> [DATA ENTRIES]:
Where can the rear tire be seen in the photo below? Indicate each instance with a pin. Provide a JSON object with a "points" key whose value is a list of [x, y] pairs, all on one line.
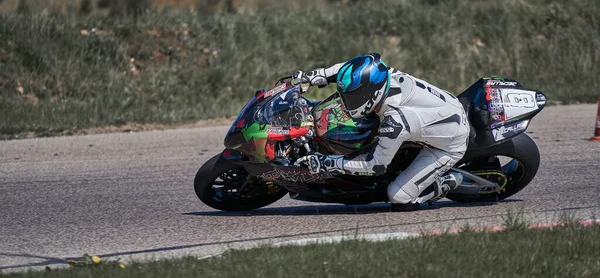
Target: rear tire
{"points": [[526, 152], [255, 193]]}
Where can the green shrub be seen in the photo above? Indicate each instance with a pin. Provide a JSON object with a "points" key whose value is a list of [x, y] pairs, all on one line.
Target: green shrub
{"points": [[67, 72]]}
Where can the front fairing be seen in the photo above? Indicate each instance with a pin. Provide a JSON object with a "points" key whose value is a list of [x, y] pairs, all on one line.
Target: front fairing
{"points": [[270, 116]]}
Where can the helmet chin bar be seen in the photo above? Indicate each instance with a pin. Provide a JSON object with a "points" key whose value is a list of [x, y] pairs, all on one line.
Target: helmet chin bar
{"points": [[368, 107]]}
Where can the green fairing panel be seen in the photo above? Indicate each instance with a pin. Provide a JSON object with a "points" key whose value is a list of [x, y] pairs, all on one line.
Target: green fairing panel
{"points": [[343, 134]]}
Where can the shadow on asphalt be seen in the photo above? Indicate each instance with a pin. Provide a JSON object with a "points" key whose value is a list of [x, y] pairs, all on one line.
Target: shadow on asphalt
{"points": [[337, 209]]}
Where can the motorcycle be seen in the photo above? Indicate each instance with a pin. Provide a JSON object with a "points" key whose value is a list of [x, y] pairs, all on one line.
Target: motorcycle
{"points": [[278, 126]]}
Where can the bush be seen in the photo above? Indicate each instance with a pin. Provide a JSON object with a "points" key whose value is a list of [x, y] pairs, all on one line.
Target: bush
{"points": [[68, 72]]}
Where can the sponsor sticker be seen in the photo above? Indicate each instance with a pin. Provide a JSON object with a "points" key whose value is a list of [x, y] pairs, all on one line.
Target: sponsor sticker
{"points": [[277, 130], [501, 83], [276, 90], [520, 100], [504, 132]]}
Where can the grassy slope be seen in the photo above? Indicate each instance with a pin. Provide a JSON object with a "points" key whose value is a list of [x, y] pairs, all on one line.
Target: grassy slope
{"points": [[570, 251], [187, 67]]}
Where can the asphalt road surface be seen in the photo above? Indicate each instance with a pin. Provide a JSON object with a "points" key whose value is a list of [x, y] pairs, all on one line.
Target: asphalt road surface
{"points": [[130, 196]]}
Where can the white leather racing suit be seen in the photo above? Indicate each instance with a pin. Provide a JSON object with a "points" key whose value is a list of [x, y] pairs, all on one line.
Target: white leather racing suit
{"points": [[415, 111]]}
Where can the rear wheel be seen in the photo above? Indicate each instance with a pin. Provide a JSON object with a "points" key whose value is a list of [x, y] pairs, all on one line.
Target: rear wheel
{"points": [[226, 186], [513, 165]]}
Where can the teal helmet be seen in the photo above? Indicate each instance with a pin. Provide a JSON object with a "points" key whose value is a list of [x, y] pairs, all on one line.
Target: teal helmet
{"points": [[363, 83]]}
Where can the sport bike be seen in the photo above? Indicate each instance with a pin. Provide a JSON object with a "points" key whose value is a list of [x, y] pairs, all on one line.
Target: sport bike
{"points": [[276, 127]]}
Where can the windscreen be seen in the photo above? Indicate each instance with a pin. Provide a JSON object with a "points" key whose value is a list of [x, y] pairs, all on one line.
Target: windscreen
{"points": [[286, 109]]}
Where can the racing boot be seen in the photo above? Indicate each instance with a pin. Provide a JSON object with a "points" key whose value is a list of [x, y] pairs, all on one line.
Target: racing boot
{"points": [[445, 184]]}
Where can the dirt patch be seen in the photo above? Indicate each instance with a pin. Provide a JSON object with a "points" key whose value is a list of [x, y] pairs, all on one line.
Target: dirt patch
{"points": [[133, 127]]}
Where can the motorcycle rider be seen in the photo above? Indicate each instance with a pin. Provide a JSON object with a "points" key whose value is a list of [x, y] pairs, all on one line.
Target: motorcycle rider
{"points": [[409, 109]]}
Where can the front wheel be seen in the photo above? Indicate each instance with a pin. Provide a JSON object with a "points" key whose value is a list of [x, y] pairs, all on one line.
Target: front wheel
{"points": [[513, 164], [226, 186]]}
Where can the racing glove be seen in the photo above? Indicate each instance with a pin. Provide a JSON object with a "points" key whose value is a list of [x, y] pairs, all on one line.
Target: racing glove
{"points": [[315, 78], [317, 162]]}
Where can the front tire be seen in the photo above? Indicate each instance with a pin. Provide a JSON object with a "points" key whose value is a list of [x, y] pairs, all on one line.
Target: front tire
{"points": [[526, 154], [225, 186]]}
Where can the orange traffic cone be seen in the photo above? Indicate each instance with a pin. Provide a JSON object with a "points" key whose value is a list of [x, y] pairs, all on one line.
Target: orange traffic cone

...

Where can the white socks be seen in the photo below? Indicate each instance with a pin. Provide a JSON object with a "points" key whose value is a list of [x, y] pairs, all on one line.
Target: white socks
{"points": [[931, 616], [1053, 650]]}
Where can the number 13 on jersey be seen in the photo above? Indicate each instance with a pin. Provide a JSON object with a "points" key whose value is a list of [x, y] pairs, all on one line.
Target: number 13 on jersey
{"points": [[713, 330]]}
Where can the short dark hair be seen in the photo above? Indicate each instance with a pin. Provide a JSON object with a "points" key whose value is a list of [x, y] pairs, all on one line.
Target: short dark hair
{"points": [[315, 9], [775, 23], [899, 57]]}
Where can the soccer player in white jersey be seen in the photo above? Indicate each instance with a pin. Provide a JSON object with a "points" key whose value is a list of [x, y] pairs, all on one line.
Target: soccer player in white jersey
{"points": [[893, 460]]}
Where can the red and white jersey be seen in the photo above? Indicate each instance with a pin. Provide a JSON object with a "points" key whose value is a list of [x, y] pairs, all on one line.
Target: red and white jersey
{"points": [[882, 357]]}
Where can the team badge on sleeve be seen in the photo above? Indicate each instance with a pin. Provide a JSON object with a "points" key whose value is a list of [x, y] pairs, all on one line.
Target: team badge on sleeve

---

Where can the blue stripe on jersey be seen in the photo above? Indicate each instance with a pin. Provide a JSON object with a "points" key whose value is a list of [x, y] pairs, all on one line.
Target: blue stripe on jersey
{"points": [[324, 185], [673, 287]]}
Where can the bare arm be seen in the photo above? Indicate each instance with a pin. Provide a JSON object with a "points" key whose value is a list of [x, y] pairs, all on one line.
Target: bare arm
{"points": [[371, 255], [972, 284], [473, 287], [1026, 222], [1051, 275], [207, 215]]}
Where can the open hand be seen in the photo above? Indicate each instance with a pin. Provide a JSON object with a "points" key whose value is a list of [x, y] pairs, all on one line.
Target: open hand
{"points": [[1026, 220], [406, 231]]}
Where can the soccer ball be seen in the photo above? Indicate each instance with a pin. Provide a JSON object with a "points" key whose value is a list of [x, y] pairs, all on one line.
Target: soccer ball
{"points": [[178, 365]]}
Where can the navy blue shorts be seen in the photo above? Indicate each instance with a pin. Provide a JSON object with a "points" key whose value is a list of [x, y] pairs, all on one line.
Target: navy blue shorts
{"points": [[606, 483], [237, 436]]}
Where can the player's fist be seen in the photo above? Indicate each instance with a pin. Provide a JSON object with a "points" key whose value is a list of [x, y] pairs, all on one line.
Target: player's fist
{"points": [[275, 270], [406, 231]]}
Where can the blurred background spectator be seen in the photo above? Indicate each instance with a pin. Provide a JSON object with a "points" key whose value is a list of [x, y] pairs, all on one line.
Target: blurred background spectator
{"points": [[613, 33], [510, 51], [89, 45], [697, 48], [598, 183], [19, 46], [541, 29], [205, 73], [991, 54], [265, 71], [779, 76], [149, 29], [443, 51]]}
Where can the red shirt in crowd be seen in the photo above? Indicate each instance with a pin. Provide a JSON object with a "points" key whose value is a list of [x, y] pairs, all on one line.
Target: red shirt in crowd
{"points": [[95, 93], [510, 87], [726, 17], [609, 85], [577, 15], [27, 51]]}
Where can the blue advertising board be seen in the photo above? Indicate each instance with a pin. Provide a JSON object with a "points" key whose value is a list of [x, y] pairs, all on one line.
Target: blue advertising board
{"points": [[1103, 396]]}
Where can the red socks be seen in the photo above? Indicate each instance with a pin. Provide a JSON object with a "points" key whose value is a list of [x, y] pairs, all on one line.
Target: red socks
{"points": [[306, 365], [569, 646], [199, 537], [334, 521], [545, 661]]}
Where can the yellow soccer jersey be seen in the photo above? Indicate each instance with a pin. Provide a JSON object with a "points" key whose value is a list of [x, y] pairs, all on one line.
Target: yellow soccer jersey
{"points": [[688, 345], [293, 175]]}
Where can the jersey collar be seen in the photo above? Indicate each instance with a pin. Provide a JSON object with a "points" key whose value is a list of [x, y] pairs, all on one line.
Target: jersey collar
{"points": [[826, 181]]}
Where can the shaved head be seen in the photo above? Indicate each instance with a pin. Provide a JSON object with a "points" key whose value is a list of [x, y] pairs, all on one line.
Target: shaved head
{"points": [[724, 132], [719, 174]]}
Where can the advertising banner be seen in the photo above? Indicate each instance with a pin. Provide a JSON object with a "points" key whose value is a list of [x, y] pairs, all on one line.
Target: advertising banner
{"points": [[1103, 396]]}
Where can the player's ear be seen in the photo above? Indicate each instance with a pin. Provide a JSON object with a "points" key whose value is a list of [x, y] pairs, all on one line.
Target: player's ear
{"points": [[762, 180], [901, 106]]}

> [DIRECTION]: Show every line of the material above that contains the word "open".

> [THE RESULT]:
Where can the open hand be seen in the photo above? Indicate each instance with a pin. Provide a JSON object with a "points" key whose value is a list of [x, y] pairs, all on one line.
Target: open hand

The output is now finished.